### Assignment
Every record must appear in the answer exactly as it stands.

### Recorded data
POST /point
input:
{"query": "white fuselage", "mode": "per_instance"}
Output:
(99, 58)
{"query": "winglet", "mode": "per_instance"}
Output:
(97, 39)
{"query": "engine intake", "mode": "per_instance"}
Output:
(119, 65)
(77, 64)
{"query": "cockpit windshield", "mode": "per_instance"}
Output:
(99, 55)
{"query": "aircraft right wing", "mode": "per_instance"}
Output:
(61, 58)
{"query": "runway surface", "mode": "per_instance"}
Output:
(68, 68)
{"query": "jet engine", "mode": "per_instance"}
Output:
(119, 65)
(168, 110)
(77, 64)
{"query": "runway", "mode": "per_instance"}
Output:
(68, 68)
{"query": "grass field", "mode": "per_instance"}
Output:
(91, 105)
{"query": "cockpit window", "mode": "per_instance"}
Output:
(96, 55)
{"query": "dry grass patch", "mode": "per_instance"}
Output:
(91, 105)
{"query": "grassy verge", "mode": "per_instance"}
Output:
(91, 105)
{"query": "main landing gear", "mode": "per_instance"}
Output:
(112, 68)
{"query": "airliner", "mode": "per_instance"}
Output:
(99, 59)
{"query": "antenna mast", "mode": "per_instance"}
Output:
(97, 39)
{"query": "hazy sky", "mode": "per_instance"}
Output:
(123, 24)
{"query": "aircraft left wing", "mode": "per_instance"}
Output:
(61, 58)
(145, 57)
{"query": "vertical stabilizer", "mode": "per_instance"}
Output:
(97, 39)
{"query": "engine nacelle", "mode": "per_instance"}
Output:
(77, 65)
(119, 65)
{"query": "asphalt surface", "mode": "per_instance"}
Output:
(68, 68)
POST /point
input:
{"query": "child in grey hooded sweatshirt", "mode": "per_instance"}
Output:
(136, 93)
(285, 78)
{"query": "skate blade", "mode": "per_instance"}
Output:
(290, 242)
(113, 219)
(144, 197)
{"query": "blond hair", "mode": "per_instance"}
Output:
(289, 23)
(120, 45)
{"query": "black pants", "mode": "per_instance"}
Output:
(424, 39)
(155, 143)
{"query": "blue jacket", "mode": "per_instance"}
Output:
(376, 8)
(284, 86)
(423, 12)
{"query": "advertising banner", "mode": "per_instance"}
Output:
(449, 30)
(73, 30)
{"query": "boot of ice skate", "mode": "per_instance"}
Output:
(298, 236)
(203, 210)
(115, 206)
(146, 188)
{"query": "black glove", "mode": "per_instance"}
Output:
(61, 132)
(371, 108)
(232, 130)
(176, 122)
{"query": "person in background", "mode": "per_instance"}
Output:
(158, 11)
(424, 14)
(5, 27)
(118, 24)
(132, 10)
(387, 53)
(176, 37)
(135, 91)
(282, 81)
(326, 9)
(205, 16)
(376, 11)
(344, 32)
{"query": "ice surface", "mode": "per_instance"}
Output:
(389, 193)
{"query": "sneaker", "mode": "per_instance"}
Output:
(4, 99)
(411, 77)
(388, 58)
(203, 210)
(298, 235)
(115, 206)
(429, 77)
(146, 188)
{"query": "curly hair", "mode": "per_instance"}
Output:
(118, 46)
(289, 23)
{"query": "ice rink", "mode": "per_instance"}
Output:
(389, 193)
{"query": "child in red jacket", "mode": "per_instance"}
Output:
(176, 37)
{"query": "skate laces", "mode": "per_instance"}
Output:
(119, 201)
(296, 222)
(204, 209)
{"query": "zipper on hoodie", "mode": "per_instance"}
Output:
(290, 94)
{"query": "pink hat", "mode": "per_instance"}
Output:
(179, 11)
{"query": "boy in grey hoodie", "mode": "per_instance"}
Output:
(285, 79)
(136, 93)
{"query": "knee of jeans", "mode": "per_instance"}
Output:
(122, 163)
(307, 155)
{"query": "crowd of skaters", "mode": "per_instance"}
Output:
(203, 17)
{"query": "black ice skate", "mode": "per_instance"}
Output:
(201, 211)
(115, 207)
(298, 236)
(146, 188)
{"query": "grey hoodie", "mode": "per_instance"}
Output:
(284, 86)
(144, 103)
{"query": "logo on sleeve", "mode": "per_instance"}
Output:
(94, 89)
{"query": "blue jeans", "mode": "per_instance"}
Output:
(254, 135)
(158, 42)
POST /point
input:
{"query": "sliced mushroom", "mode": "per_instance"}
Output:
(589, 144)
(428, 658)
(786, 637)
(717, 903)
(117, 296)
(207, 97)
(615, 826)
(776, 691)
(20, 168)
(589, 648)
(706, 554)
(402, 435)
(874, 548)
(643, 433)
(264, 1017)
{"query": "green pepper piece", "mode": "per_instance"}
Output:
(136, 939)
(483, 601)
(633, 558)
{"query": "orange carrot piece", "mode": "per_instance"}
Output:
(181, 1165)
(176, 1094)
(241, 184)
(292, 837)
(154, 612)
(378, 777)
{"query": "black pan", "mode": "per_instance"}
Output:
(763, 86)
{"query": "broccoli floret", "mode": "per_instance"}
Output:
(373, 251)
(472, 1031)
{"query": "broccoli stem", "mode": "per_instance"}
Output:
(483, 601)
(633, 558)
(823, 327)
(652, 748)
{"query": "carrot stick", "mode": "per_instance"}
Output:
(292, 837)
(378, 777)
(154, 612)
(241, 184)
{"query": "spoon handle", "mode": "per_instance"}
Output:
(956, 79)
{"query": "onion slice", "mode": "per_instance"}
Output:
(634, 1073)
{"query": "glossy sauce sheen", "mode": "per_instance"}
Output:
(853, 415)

### Problem solution
POST /point
input:
{"query": "white fuselage", "mode": "per_instance"}
Output:
(99, 58)
{"query": "winglet", "mode": "per_instance"}
Output:
(97, 39)
{"query": "engine intake", "mode": "per_instance"}
Output:
(119, 65)
(77, 64)
{"query": "cockpit windshield", "mode": "per_instance"}
Output:
(99, 55)
{"query": "aircraft right wing", "mode": "per_instance"}
Output:
(61, 58)
{"query": "runway surface", "mode": "per_instance"}
Output:
(68, 68)
{"query": "jet engine", "mode": "per_instance"}
Output:
(119, 65)
(168, 110)
(77, 64)
{"query": "runway", "mode": "per_instance"}
Output:
(68, 68)
{"query": "grass field", "mode": "per_instance"}
Output:
(91, 105)
{"query": "cockpit window", "mode": "per_instance"}
Output:
(96, 55)
{"query": "dry grass patch", "mode": "per_instance"}
Output:
(91, 105)
{"query": "grassy verge", "mode": "per_instance"}
Output:
(91, 105)
{"query": "main landing gear", "mode": "per_instance"}
Output:
(112, 68)
{"query": "airliner", "mode": "per_instance"}
Output:
(99, 59)
{"query": "antenna mast", "mode": "per_instance"}
Output:
(97, 39)
{"query": "hazy sky", "mode": "per_instance"}
Output:
(123, 24)
{"query": "aircraft left wing", "mode": "per_instance"}
Output:
(61, 58)
(145, 57)
{"query": "vertical stabilizer", "mode": "per_instance"}
Output:
(97, 39)
{"query": "engine nacelle", "mode": "per_instance"}
Output:
(77, 65)
(119, 65)
{"query": "asphalt surface", "mode": "per_instance"}
Output:
(68, 68)
POST /point
input:
{"query": "child in grey hooded sweatshirt", "mode": "per_instance"}
Output:
(136, 93)
(285, 78)
{"query": "skate blade", "mode": "per_instance"}
Output:
(290, 242)
(113, 219)
(144, 197)
{"query": "blond hair", "mode": "per_instance"}
Output:
(289, 23)
(120, 45)
{"query": "black pants", "mode": "per_instance"}
Output:
(424, 39)
(155, 143)
{"query": "blue jacket", "mode": "per_instance"}
Output:
(376, 8)
(284, 86)
(423, 12)
{"query": "advertising banner", "mode": "per_instance"}
Output:
(449, 30)
(73, 30)
{"query": "boot of ice skate", "mode": "per_instance"}
Output:
(298, 236)
(203, 210)
(115, 206)
(146, 188)
{"query": "black glove", "mode": "per_instance"}
Output:
(61, 132)
(371, 108)
(232, 130)
(176, 122)
{"query": "person in background", "mode": "per_instance"}
Output:
(158, 11)
(424, 14)
(5, 27)
(118, 24)
(132, 10)
(387, 53)
(176, 37)
(135, 91)
(282, 81)
(326, 9)
(205, 16)
(376, 11)
(344, 32)
{"query": "ice surface", "mode": "per_instance"}
Output:
(389, 193)
{"query": "sneaker", "mode": "per_instance"}
Output:
(4, 99)
(411, 77)
(388, 58)
(203, 210)
(298, 235)
(115, 206)
(429, 77)
(146, 188)
{"query": "curly hair", "mode": "per_instance"}
Output:
(118, 46)
(289, 23)
{"query": "ice rink", "mode": "per_instance"}
Output:
(389, 193)
{"query": "child in red jacket", "mode": "per_instance"}
Output:
(176, 37)
{"query": "skate laces", "mode": "per_instance"}
Output:
(119, 201)
(296, 222)
(204, 209)
{"query": "zipper on hoodie", "mode": "per_instance"}
Output:
(290, 94)
{"query": "pink hat", "mode": "per_instance"}
Output:
(179, 11)
{"query": "boy in grey hoodie", "mode": "per_instance"}
Output:
(285, 79)
(136, 93)
{"query": "knee of jeans", "mode": "per_instance"}
Output:
(122, 163)
(307, 155)
{"query": "crowd of skaters", "mode": "per_instance"}
Output:
(203, 17)
{"query": "black ice skate", "mode": "per_instance"}
Output:
(201, 211)
(115, 207)
(298, 236)
(146, 188)
{"query": "grey hoodie", "mode": "per_instance"}
Output:
(284, 86)
(144, 103)
{"query": "logo on sleeve", "mode": "per_instance"}
Output:
(94, 89)
{"query": "blue jeans", "mode": "per_instance"}
Output:
(254, 135)
(158, 42)
POST /point
input:
{"query": "sliced mushroom", "mode": "per_instance"}
Output:
(589, 144)
(428, 658)
(786, 637)
(717, 903)
(117, 296)
(207, 97)
(615, 826)
(776, 691)
(20, 168)
(589, 648)
(706, 554)
(402, 435)
(874, 548)
(643, 433)
(264, 1017)
{"query": "green pepper piece", "mode": "per_instance"}
Output:
(136, 939)
(483, 601)
(633, 558)
{"query": "orange carrot piece", "mode": "per_instance"}
Output:
(181, 1165)
(176, 1094)
(241, 184)
(292, 837)
(154, 612)
(378, 777)
{"query": "black pan", "mode": "per_instance"}
Output:
(763, 86)
{"query": "broccoli floret", "mode": "per_instance"}
Output:
(373, 251)
(472, 1031)
{"query": "broccoli stem", "mode": "per_instance"}
Output:
(483, 601)
(633, 558)
(823, 327)
(652, 748)
{"query": "carrot stick", "mode": "per_instance"}
Output:
(292, 837)
(378, 777)
(154, 612)
(241, 184)
{"query": "spoon handle", "mode": "per_instance"}
Output:
(956, 79)
{"query": "onion slice", "mode": "per_instance"}
Output:
(634, 1073)
{"query": "glossy sauce sheen", "mode": "per_instance"}
Output:
(853, 415)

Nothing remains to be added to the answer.